> **ASSIGNMENT**
Repeat the listing in full. Nothing may be added or left out.

DATA FOR THIS EXERCISE section start

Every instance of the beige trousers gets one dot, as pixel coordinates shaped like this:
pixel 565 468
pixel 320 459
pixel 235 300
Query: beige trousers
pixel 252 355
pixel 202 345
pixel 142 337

DATA FOR THIS EXERCISE section end

> **EXERCISE RESPONSE**
Every instance of the beige trousers gets one dot, as pixel coordinates shaped like this:
pixel 565 468
pixel 320 459
pixel 235 300
Query: beige trousers
pixel 252 355
pixel 202 345
pixel 142 337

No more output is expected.